▶ DATASET RECORDS
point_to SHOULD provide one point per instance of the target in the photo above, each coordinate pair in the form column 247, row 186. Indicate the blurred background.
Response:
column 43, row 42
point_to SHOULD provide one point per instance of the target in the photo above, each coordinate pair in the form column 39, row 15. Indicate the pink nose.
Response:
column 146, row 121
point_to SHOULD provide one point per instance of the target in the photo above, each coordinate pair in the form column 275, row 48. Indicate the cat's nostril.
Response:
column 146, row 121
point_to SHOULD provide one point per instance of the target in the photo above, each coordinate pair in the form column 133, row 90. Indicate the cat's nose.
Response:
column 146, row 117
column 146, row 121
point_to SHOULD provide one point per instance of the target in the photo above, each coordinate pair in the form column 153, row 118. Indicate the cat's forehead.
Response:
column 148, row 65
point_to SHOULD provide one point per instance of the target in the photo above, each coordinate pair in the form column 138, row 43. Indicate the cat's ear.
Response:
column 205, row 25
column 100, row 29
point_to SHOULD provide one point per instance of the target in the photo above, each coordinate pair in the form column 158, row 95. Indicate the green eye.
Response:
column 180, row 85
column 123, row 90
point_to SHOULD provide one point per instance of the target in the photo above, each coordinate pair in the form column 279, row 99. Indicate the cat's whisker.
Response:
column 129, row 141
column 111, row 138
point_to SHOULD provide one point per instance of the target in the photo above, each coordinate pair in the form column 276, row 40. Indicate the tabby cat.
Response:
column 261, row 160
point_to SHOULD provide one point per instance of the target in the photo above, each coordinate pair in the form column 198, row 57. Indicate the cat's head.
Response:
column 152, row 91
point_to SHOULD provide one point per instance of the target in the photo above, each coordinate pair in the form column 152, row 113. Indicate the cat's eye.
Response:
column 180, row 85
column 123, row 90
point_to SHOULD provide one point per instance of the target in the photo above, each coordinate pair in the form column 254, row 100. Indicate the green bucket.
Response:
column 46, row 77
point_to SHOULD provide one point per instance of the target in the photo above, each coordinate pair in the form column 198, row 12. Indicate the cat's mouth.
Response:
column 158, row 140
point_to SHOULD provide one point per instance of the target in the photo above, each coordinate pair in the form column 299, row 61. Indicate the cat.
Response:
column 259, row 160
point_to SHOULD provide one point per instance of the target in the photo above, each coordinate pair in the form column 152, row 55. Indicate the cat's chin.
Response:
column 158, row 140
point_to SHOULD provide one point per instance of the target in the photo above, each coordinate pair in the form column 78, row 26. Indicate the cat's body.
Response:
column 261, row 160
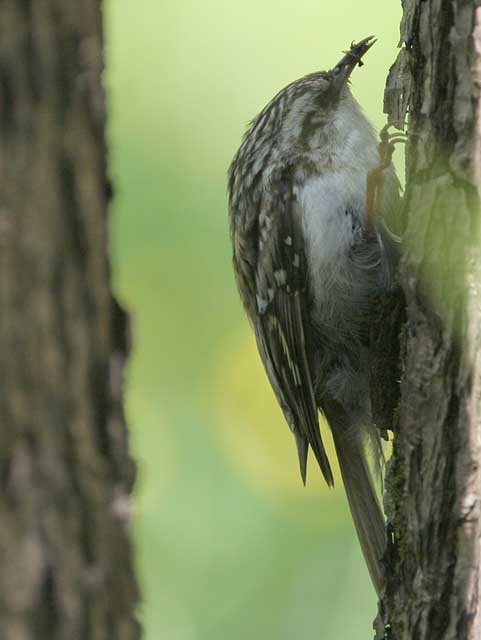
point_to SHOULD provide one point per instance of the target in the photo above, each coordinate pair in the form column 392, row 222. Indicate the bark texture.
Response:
column 434, row 486
column 65, row 474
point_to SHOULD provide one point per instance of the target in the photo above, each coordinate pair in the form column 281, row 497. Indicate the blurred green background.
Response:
column 228, row 542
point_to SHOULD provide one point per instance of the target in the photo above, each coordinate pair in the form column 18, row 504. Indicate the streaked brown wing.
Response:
column 276, row 300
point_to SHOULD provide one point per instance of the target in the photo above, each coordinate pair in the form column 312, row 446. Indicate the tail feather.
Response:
column 364, row 505
column 363, row 502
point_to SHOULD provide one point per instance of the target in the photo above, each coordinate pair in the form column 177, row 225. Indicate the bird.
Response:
column 308, row 267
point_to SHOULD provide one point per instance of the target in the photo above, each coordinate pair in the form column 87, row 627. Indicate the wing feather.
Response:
column 273, row 279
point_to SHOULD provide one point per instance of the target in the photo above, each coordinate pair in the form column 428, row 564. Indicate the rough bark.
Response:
column 434, row 487
column 65, row 474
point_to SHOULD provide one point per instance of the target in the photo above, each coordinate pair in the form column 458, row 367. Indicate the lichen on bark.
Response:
column 433, row 489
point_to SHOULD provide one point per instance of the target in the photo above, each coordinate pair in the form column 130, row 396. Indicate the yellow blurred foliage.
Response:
column 253, row 431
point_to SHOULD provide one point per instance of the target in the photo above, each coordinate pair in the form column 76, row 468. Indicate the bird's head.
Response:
column 300, row 110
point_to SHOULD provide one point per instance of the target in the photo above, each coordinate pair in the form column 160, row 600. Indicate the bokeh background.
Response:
column 228, row 542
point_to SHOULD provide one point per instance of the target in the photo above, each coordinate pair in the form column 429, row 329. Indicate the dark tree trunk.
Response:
column 65, row 474
column 434, row 480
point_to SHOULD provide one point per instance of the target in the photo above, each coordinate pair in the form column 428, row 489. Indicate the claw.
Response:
column 375, row 177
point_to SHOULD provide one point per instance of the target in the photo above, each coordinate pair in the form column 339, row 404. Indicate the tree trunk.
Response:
column 433, row 496
column 65, row 472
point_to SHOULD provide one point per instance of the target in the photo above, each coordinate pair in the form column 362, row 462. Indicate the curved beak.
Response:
column 353, row 57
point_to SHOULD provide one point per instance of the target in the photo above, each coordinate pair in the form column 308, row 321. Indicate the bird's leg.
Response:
column 375, row 177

▶ TASK TO COMPLETE
Reproduce, without any change, the stretch of the records above from the line containing "the rough bark." through the line containing "column 433, row 489".

▶ EXERCISE RESULT
point_to SHOULD provide one point per instance of the target in the photo above, each coordinate pair in the form column 428, row 564. Indicate the rough bark.
Response:
column 434, row 487
column 65, row 474
point_to SHOULD provide one point per instance of the target in the photo above, each coordinate pair in the form column 458, row 367. Indicate the lichen on bark.
Response:
column 433, row 489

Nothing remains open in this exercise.